• [Collected data entries]:
* * * *

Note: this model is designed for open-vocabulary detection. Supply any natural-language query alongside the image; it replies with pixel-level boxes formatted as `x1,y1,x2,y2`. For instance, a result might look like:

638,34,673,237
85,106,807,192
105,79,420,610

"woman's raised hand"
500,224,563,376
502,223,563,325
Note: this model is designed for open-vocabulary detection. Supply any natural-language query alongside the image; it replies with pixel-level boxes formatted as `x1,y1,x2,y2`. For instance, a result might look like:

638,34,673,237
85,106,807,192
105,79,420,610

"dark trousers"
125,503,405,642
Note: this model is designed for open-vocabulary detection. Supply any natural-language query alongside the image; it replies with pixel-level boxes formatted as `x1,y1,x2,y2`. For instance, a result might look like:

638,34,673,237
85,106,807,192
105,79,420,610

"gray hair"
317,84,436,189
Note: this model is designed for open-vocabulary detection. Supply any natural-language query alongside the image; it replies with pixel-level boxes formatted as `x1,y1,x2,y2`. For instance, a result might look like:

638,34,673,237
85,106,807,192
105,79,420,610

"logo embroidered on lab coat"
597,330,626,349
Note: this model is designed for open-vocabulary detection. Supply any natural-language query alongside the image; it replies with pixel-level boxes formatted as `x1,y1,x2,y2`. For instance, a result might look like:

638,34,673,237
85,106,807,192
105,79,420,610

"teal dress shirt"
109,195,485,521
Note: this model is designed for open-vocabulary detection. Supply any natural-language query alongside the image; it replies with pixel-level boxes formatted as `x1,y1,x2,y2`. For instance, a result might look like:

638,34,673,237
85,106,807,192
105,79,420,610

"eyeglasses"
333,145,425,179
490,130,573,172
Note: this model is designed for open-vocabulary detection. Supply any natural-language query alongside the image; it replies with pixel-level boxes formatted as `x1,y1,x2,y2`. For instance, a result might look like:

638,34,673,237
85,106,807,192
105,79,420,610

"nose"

* * * *

• [Exercise directions]:
Set down the records again without altering a word.

• [Answer for the task]:
Note: this model is designed for open-vocabulary detection. Supply any natural-language query alongside the image; it replies with pixel-level boxes formatted as `x1,y1,x2,y2`. For instance, a result might look like:

638,34,673,237
85,106,807,192
105,79,420,610

"woman's raised hand"
500,224,563,376
502,223,563,325
Note: this model is designed for open-vocabulary detection. Supply any natural-language query alongside the image; it replies with pixel-level boxes formatted as `x1,y1,x2,y2`. For instance, a result might look like:

638,34,673,237
85,106,807,192
105,79,420,610

"dark trousers"
125,503,405,642
Note: this model is designed for open-vocabulary detection. Supply any natural-language query alongside the image; it replies with pixel-level boxes formatted as `x1,y1,x2,y2`. For instance, a result might look like:

638,34,673,237
85,106,807,192
105,79,420,610

"gray hair"
317,84,436,189
Note: this model is designed for open-vocabulary detection. Supply any natural-language query alongside the image; it replies with pixel-level boxes formatted as `x1,y1,x2,y2`. For instance, a result might look like:

638,34,673,237
85,106,807,192
105,79,420,610

"logo embroidered on lab coat"
597,330,626,349
Note: this model is designed for open-vocabulary detection. Supply any natural-language query alongside the image; it replies with pixel-level boxes formatted as `x1,y1,x2,y2`. For instance, a result might look like:

638,34,673,237
85,106,807,192
105,79,420,610

"teal dress shirt"
109,195,485,521
Note: this model is designed for open-vocabulary detection. Supply any natural-language query alongside the image; it replies with pixel-level boxes formatted as `x1,y1,x2,y2`. For instance, a result might look like:

638,34,673,237
85,106,807,192
105,79,420,610

"eyeglasses"
333,145,425,179
490,130,573,172
Note: this model is designed for open-vocabulary detection. Supply any natural-language query alongside the image; it replies with pixel-level boxes formatted as `x1,y1,x2,y2`. For instance, a result might look like:

638,34,673,237
85,106,807,192
105,79,420,610

"nose"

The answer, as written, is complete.